#### [WORK TO COMPLETE]
Count the lines in the records below that contain the string "suit", treating uppercase and lowercase as different, and give only that number.

━━━━━━━━━━━━━━━━━━━━

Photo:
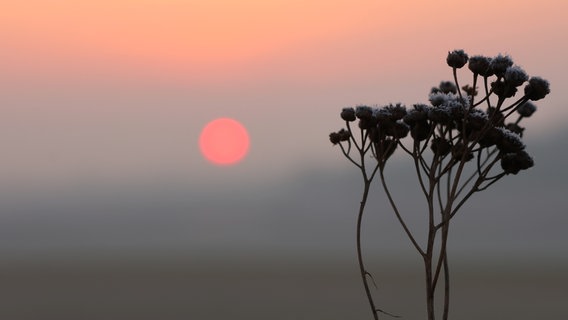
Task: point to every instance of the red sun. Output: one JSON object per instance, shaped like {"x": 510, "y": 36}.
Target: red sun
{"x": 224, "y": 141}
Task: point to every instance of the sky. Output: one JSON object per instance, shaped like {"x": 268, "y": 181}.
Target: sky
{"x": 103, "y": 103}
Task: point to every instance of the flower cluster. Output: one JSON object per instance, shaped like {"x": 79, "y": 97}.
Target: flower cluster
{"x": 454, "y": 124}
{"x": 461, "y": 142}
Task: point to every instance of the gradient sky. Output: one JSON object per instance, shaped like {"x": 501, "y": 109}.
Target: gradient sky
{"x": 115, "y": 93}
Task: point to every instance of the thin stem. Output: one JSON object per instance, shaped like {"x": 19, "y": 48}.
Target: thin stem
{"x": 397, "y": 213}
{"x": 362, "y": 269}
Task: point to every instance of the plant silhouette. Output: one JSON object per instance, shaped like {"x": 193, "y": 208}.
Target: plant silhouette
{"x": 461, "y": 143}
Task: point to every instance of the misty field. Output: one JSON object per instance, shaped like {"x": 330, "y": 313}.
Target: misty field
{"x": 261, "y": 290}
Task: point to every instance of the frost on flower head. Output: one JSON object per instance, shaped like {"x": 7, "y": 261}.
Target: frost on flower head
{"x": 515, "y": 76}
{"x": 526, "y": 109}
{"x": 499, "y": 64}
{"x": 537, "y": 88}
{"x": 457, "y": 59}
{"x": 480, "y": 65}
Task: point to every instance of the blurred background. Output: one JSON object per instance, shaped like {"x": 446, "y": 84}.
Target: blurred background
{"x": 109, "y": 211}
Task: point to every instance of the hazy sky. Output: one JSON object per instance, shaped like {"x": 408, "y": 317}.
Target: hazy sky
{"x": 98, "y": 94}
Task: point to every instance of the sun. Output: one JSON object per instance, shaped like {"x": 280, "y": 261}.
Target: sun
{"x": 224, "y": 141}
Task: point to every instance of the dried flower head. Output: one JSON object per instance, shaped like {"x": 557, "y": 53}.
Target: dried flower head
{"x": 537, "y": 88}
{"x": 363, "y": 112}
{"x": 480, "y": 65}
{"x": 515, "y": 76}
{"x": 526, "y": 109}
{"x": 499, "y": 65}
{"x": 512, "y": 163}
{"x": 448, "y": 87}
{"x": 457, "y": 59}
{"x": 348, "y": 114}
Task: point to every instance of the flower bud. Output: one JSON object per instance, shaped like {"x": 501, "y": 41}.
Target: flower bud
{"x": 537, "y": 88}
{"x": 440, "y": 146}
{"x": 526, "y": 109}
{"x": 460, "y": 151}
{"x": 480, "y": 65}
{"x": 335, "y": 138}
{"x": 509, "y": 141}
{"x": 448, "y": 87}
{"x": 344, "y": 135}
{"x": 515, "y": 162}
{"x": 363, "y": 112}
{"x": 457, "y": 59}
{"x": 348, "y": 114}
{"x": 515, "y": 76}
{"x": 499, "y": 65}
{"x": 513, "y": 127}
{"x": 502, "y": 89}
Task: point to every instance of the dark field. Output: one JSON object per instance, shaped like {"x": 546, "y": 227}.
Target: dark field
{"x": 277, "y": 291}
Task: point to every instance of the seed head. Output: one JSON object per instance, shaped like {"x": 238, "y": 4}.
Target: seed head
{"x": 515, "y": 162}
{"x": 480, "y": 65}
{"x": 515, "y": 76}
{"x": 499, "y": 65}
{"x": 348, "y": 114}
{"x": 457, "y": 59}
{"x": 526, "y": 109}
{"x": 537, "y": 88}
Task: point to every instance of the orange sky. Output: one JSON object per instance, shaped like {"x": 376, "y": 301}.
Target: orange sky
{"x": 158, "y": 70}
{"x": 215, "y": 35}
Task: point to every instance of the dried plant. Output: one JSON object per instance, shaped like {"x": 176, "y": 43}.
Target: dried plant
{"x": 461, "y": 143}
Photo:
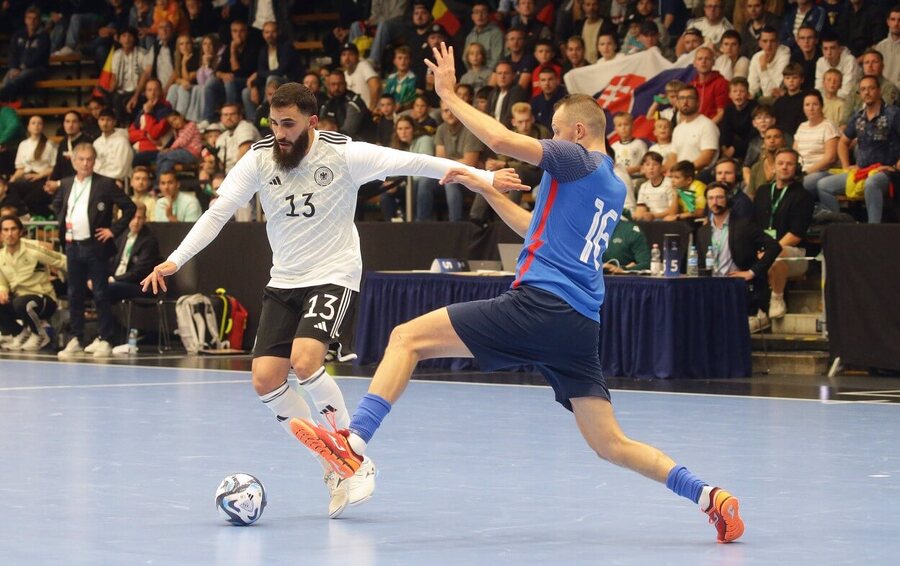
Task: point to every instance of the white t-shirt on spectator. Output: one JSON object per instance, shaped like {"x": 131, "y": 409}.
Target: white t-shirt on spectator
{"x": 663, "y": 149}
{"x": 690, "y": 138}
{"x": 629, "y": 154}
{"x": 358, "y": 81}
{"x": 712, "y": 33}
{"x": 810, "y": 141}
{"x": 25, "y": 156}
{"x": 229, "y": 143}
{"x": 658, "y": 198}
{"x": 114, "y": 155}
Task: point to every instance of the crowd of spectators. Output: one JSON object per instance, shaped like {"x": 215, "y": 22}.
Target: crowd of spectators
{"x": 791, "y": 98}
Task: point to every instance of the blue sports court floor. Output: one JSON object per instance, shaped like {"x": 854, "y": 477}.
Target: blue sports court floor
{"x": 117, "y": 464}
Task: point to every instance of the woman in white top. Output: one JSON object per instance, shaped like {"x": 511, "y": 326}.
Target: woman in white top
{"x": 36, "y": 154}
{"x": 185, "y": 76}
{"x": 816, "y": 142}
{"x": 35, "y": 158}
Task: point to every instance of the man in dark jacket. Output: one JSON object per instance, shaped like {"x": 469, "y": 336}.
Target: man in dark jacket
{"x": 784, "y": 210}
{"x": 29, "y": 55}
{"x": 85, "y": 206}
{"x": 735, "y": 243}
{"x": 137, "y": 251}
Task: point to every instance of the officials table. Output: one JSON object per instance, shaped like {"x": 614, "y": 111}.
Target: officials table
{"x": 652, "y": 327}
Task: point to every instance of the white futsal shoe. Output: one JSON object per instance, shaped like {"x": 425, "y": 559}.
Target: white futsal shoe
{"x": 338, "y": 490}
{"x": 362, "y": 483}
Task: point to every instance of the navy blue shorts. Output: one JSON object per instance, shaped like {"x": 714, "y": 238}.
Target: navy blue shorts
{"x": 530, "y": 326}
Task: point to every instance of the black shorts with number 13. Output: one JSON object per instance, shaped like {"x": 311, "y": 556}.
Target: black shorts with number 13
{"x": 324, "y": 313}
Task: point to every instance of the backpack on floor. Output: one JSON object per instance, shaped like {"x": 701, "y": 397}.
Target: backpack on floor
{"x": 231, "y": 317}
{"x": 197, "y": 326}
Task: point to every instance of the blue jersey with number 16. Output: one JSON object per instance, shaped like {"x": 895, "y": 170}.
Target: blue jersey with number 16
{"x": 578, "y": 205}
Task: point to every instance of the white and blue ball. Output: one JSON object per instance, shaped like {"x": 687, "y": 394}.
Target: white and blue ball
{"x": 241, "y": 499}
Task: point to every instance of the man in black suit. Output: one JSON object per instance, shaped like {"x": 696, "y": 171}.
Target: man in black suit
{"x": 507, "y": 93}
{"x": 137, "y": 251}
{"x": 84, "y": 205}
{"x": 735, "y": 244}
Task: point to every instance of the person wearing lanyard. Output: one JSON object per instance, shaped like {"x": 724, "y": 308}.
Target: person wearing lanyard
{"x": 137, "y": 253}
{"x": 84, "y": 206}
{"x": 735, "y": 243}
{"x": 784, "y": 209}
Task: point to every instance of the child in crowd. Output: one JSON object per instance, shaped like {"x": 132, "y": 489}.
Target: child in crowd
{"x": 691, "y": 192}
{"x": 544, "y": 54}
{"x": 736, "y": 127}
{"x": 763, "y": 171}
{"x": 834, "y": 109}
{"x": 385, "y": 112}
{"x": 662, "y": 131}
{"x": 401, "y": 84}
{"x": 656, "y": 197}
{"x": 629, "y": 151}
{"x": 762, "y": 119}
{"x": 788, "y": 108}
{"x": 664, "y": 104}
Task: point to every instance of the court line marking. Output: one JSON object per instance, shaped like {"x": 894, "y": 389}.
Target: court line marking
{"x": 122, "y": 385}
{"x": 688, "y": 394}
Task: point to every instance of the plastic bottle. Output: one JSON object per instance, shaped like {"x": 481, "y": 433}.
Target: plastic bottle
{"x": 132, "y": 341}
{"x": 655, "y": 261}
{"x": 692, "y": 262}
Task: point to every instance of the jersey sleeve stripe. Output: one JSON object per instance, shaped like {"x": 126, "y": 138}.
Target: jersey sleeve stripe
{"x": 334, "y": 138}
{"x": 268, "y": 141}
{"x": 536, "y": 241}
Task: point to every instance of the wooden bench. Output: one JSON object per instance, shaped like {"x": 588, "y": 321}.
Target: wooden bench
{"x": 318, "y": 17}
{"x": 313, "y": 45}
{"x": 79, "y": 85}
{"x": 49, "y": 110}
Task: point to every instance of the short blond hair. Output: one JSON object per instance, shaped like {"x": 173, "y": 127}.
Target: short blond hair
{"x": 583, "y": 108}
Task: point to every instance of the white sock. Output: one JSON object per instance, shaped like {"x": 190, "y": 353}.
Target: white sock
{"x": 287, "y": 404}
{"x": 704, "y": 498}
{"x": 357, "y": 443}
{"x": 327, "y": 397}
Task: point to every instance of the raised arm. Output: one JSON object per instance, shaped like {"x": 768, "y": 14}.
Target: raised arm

━━━━━━━━━━━━━━━━━━━━

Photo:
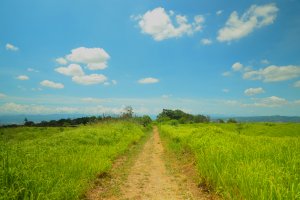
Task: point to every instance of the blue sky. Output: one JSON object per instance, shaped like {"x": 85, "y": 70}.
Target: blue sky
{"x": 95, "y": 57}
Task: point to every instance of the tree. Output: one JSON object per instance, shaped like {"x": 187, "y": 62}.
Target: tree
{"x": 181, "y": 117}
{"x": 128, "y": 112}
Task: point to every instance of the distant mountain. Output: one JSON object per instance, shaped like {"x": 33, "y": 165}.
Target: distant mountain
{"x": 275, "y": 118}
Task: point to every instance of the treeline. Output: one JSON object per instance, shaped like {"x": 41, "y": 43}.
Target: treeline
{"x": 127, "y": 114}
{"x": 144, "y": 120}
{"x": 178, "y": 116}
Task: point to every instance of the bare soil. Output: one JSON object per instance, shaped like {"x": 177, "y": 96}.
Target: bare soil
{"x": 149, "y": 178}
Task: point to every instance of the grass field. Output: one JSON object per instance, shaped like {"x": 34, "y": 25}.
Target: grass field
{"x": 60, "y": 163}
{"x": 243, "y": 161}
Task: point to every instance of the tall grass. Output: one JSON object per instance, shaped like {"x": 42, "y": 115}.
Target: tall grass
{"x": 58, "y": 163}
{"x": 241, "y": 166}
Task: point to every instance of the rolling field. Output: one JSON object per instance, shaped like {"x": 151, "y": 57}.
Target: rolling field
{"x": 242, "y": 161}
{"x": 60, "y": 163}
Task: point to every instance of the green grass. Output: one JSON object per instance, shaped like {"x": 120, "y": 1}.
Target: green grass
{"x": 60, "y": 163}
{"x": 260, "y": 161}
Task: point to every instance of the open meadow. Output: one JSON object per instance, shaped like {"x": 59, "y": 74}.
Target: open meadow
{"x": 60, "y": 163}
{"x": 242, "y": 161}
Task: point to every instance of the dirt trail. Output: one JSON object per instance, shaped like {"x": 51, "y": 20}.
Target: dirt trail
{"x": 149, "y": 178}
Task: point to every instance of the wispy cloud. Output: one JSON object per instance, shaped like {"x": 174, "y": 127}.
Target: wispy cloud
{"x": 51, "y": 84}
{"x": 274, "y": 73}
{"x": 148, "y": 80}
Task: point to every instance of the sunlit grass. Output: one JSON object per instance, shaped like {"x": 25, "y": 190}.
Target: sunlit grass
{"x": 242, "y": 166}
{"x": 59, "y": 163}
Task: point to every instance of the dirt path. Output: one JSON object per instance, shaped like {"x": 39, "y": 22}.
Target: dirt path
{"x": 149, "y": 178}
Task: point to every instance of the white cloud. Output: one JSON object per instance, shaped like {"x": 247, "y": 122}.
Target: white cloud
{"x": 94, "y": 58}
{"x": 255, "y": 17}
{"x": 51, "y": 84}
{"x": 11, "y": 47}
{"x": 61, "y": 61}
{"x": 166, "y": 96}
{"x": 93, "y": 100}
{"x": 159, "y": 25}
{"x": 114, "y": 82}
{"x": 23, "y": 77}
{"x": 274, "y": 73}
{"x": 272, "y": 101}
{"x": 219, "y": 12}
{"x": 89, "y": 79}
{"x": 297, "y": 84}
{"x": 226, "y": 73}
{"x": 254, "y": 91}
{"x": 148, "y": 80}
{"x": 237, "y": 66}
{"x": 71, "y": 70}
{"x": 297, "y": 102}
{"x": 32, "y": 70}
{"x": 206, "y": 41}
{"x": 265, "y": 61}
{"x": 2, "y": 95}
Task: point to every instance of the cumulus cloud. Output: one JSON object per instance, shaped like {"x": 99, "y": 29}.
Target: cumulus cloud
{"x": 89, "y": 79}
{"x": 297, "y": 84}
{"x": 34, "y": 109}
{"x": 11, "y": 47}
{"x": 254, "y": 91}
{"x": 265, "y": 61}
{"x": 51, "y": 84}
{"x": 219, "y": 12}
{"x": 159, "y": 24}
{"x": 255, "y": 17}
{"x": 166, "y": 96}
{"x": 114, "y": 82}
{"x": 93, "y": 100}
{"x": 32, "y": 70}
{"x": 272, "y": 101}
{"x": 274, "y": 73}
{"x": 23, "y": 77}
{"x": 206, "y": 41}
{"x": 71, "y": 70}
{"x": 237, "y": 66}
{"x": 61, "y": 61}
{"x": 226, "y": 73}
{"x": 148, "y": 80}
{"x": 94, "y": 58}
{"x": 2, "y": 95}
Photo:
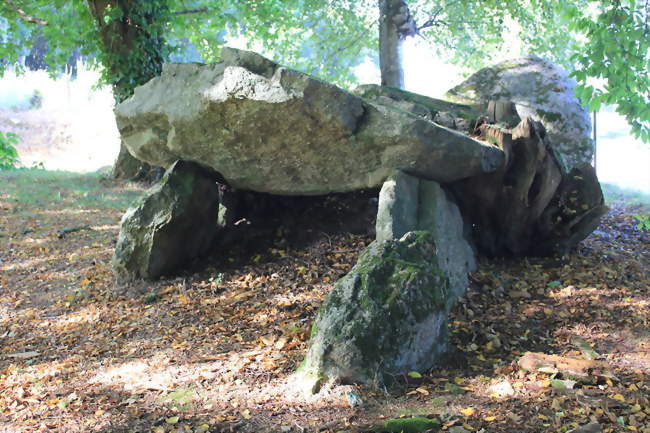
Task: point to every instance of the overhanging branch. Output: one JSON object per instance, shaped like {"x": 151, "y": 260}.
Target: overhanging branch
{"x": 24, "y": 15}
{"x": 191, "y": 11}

━━━━━━━━━━━━━━━━━━━━

#### [SOLUTION TO THIS EXERCISE]
2